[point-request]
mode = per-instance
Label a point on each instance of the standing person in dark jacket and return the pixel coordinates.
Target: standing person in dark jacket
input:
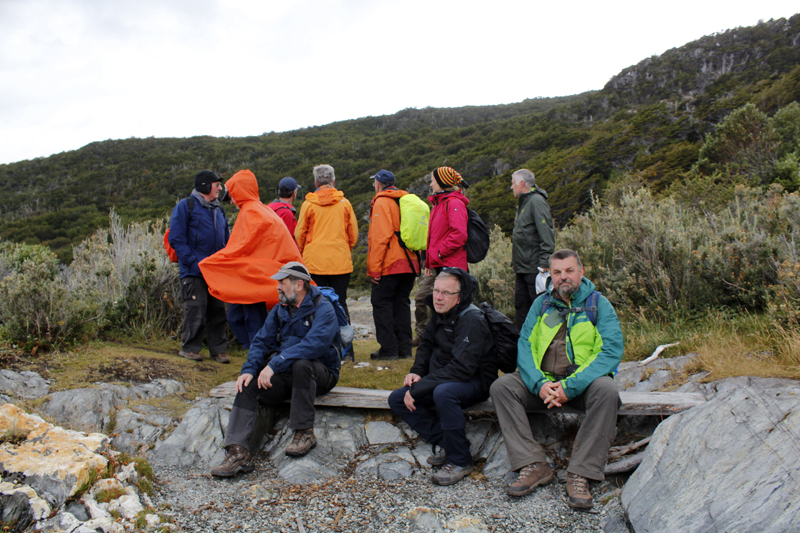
(454, 368)
(447, 236)
(293, 356)
(196, 232)
(533, 241)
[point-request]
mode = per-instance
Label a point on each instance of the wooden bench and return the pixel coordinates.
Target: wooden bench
(633, 403)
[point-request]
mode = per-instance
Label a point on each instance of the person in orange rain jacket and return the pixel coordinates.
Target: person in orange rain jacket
(326, 232)
(240, 273)
(392, 270)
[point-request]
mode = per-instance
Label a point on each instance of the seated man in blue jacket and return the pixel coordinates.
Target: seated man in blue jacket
(568, 351)
(293, 356)
(454, 368)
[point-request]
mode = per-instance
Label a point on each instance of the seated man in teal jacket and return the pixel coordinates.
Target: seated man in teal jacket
(568, 351)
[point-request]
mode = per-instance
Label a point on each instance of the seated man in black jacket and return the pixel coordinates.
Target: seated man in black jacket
(454, 367)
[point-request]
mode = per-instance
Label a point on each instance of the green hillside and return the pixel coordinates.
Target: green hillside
(648, 121)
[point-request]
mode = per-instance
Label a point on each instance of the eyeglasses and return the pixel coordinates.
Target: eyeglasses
(437, 292)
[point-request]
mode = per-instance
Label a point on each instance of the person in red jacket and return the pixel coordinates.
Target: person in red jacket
(287, 192)
(447, 236)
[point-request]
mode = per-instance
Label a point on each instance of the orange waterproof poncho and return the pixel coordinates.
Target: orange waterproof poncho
(259, 245)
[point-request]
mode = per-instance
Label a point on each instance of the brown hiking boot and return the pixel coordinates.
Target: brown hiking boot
(530, 477)
(222, 358)
(191, 355)
(237, 459)
(302, 443)
(578, 491)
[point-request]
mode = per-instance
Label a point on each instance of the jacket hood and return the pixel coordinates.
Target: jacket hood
(583, 292)
(439, 197)
(325, 195)
(243, 187)
(468, 284)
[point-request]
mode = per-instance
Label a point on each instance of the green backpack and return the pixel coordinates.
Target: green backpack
(414, 216)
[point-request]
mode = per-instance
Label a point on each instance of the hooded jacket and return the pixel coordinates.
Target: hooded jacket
(533, 238)
(386, 256)
(197, 236)
(285, 338)
(259, 245)
(447, 230)
(456, 346)
(597, 350)
(326, 232)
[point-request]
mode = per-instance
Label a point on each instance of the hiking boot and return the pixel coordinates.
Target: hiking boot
(237, 459)
(438, 457)
(302, 443)
(191, 355)
(451, 474)
(578, 491)
(530, 477)
(222, 358)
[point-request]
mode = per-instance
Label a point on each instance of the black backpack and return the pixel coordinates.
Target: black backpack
(477, 240)
(505, 336)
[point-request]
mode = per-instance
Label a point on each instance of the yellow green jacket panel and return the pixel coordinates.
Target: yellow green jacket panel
(597, 350)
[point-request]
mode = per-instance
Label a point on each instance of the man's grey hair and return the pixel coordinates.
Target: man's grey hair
(525, 175)
(564, 254)
(447, 275)
(323, 175)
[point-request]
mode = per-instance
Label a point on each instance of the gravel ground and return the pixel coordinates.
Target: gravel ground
(261, 501)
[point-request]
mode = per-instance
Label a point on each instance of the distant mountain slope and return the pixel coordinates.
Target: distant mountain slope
(649, 119)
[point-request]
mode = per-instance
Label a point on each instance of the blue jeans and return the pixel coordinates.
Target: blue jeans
(447, 428)
(246, 320)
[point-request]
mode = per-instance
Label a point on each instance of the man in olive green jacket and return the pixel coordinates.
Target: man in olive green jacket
(533, 241)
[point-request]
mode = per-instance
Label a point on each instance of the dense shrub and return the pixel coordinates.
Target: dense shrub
(664, 258)
(120, 278)
(494, 274)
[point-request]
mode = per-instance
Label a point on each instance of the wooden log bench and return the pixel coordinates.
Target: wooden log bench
(633, 403)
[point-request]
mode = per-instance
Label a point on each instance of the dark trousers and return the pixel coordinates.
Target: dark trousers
(424, 289)
(447, 428)
(338, 283)
(524, 295)
(246, 320)
(205, 316)
(306, 380)
(391, 310)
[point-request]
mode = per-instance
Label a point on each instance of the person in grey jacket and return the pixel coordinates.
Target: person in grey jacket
(533, 241)
(454, 368)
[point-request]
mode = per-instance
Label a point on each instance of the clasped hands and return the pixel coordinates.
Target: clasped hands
(553, 394)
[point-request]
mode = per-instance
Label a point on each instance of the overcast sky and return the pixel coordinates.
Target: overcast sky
(77, 71)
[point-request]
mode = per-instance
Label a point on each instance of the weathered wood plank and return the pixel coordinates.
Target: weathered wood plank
(633, 403)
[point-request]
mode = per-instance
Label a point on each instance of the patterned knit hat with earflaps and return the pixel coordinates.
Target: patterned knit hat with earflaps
(448, 177)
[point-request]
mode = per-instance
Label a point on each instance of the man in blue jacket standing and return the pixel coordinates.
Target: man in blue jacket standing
(294, 356)
(198, 229)
(568, 351)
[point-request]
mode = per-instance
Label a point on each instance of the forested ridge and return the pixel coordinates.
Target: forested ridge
(647, 124)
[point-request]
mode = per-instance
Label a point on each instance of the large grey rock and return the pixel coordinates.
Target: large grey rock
(728, 465)
(396, 464)
(340, 434)
(91, 409)
(25, 384)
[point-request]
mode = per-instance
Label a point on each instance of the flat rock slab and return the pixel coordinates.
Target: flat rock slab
(728, 465)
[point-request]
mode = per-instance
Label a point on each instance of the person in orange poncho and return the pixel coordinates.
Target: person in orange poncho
(240, 273)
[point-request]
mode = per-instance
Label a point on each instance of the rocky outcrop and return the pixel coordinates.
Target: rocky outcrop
(55, 462)
(729, 465)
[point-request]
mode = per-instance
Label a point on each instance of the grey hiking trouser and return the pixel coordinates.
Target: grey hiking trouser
(307, 379)
(600, 401)
(205, 316)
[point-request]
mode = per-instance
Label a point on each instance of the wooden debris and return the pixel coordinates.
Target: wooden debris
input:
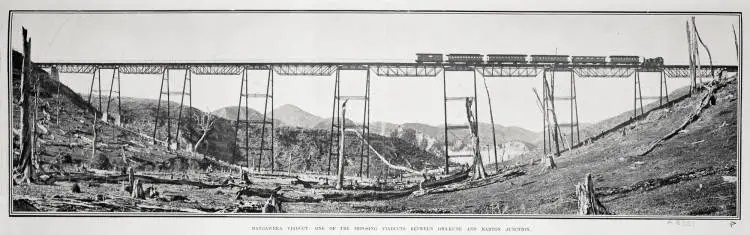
(137, 190)
(550, 162)
(588, 204)
(75, 188)
(246, 178)
(707, 101)
(273, 205)
(729, 179)
(23, 205)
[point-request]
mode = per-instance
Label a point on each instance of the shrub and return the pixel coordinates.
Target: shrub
(100, 162)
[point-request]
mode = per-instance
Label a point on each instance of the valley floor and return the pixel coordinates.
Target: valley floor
(689, 174)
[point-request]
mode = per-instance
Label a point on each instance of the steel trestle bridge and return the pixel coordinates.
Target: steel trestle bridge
(256, 154)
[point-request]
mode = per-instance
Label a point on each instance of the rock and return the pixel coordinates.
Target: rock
(174, 198)
(137, 190)
(40, 129)
(75, 188)
(126, 188)
(65, 158)
(729, 179)
(151, 192)
(46, 179)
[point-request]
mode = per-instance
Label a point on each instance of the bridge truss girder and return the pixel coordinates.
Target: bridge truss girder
(407, 70)
(603, 72)
(685, 72)
(508, 71)
(304, 69)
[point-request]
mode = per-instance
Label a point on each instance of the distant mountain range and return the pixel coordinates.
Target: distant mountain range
(290, 115)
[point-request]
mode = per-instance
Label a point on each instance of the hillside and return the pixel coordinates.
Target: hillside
(307, 149)
(682, 176)
(294, 116)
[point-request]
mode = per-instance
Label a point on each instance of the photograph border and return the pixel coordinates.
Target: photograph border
(11, 213)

------------

## YOUR OBJECTIVE
Return the whole listing, word for word, and leave out every picture.

## EXERCISE SOLUTION
[point-request]
mode = per-instance
Label a point on each instance of the standing person in dark jacket and return the pixel coordinates.
Target: standing person in dark jacket
input:
(454, 368)
(447, 236)
(293, 356)
(196, 232)
(533, 241)
[point-request]
mode = per-instance
Label a point on each instance of the wooden bench and return the pixel coordinates.
Target: wooden bench
(633, 403)
[point-request]
mode = per-instance
Label a point on each instance of the person in orange rain jacket and return the pixel coordinates.
Target: person in orange rain jacket
(326, 232)
(240, 273)
(392, 270)
[point-request]
mode = per-instance
Label a point on each instance of the seated man in blue jacket and return the pixel coordinates.
Target: seated man in blue jacket
(568, 351)
(293, 356)
(454, 368)
[point-request]
mode = per-instance
Label a point on each instance of the seated man in teal jacket and return the pixel coordinates.
Target: seated man in teal jacket
(568, 351)
[point-request]
mode = per-instance
Label a point on each instance of the seated man in black jacket and return the pixel coordinates.
Target: seated man in black jacket
(454, 367)
[point-request]
mode = per-instance
Label a point on each instance of the green hillside and return the pixel coordinates.
Target: green hillside
(648, 121)
[point-request]
mode = per-instance
Label a point on each instance of the eyeglasses and return the pixel coordinates.
Target: eyeglasses
(437, 292)
[point-request]
mode = per-instance
Label a point on each instance of the person in red jacket and return the pixel coordinates.
Target: person in red jacket
(287, 192)
(447, 236)
[point-request]
mode = per-instance
Label a point on each instance of the orange waterproof poncho and return the pixel coordinates.
Target: orange waterproof poncho
(259, 245)
[point-request]
mode = per-instance
Label a point on each instance of the brown hiking boot and return the pixel coordinates.
Target: brown hiking boot
(530, 477)
(222, 358)
(191, 355)
(237, 459)
(302, 443)
(578, 491)
[point-request]
mode = per-instance
Label a point on each instance of the jacket hood and return the pixel coordinates.
Target: jacket hood
(583, 292)
(439, 197)
(325, 195)
(243, 187)
(468, 284)
[point-request]
mode = per-instance
Label a point on each instance of the green backpack and return the pixel coordinates.
Target: green backpack
(414, 216)
[point-request]
mode = per-instance
Label a point on each instance of the hooded jacket and return the pixel coordinates.
Target: hooded jacket
(533, 238)
(386, 256)
(197, 236)
(285, 338)
(259, 245)
(447, 230)
(456, 346)
(597, 350)
(326, 232)
[point-request]
mode = per-instance
Label a point on each instance of the hiking boot and return the pixel coordinates.
Target: hiking boot
(237, 459)
(438, 457)
(302, 443)
(191, 355)
(451, 474)
(578, 491)
(530, 477)
(222, 358)
[point-request]
mode = per-instance
Label a point on each instance of the black backpack and return the pixel coordinates.
Target: black backpack
(477, 240)
(505, 336)
[point-request]
mode = per-instance
Label a point on each instance of the yellow green jacket panel and return the pixel coordinates.
Target: yellow green jacket panel
(597, 350)
[point-request]
mode = per-instance
Label a point on each instance of the man's grey hair and return the pixel coordinates.
Target: man's grey hair
(525, 175)
(564, 254)
(447, 275)
(323, 175)
[point-request]
mode = per-instance
Label a point on each instance of the gravel ground and return the pixel coordinates.
Target: gravel ground
(261, 501)
[point-request]
mode = per-instance
Label a point on each instance of the distant mountain slope and return the pixel coordinates.
Target: distant mountain slope
(649, 119)
[point-request]
mode = per-instance
Label a point on each instance of the blue jeans and return the pixel coordinates.
Target: blue jeans
(447, 428)
(246, 320)
[point-request]
mode = per-instance
Label a point on each instance of the man in olive green jacket and return the pixel coordinates.
Target: man in olive green jacket
(533, 241)
[point-request]
mode = per-instance
Label a point on each instance of the dense shrub and return the pixel coordinates.
Target: dense shrub
(664, 258)
(120, 278)
(494, 274)
[point-request]
mode = per-instance
Label a point on each instance of the wooden log bench and return the pixel coordinates.
Target: wooden log bench
(633, 403)
[point-request]
mode = per-instance
Label a point on each instance of the dark trousers and return the pixel coordinates.
Target: dark trousers
(424, 289)
(447, 428)
(338, 283)
(524, 295)
(246, 320)
(205, 316)
(306, 380)
(391, 310)
[point-request]
mode = per-instance
Label a point on each instance of the person in grey jacket and return the pixel coordinates.
Target: person in grey jacket
(533, 241)
(454, 368)
[point-request]
mode = per-instance
Label a point on each instance of the clasped hands and return the pixel coordinates.
Target: clasped hands
(553, 394)
[point-request]
mode = per-instance
Label a point on each instance of the overcast sky and return the pixel coordinates.
Target: overcast sky
(77, 71)
[point-request]
mode = per-instance
Label a point on each instance of the weathered wood plank and return the pixel coordinates.
Target: weathered wood plank
(633, 403)
[point-request]
mode = per-instance
Label a point on each instance of the patterned knit hat with earflaps and return the pixel coordinates.
Target: patterned knit hat with earflaps
(448, 177)
[point-request]
mode = per-instance
Label a point on each instance of the man in blue jacket standing and return the pixel coordinates.
Target: man in blue jacket standing
(294, 356)
(198, 229)
(568, 351)
[point-request]
mode = per-instance
Label a point on each instance of the forested ridge and return the pixel coordinates.
Target: forested ridge
(647, 124)
[point-request]
mode = per-instance
Label a point on each instance of the large grey rock and return the pixel coordinates.
Target: large grey rock
(728, 465)
(396, 464)
(340, 434)
(91, 409)
(25, 384)
[point-request]
mode = per-instance
Label a point on each instance of the flat rock slab and return the pixel coordinates.
Target: flat rock slab
(728, 465)
[point-request]
mode = per-instance
Label a point on each instance of the person in orange poncho and return the pixel coordinates.
Target: person in orange poncho
(240, 273)
[point-request]
mode = per-instance
Label a point on each instance of the rocky outcrop and return the pixel coordinates.
Target: rocky outcrop
(55, 462)
(729, 465)
[point-request]
mode = per-instance
Label a point on each instance of the grey hiking trouser and return the pixel coordinates.
Target: grey hiking trouser
(307, 379)
(600, 401)
(205, 316)
[point-request]
mode = per-instance
Label a point on each instance of the wooden debris and return the pixel coordinates.
Target: wooden debris
input:
(137, 190)
(550, 162)
(588, 204)
(75, 188)
(246, 178)
(707, 101)
(273, 205)
(729, 179)
(23, 205)
[point-request]
mode = per-instance
Label a point on each instance of the shrub and return the pixel coordinates.
Target: shrub
(100, 162)
[point-request]
mode = per-instance
Label a point on each instance of the valley floor and return the pixel coordinates.
Target: valley floor
(689, 174)
[point-request]
mode = per-instance
Label a point on each instance of the steel trestle bridge and return the pixel coordinates.
Target: steel trestle bridge
(256, 154)
[point-request]
mode = per-instance
Label a point on each instance of the rock and return the pixel coordinates.
Target: rock
(174, 198)
(137, 190)
(40, 129)
(75, 188)
(126, 188)
(65, 158)
(729, 179)
(151, 192)
(46, 179)
[point-request]
mode = per-instance
Label a point on each instance of the bridge truss girder and return the pixel coordinates.
Target: bridge truss girder
(407, 70)
(603, 72)
(685, 72)
(508, 71)
(304, 69)
[point-request]
mode = per-instance
Label a point on each instance of the distant mountain range and return the pixel coordinates.
Target: distant mountain range
(290, 115)
[point-request]
mode = per-instance
Label a point on each instance of the hillside and return the pixel coordinates.
Target: hillside
(307, 149)
(682, 176)
(294, 116)
[point-request]
mode = per-instance
Label a point on each instance of the photograph border and return the pixel coordinates.
Target: photograph border
(11, 213)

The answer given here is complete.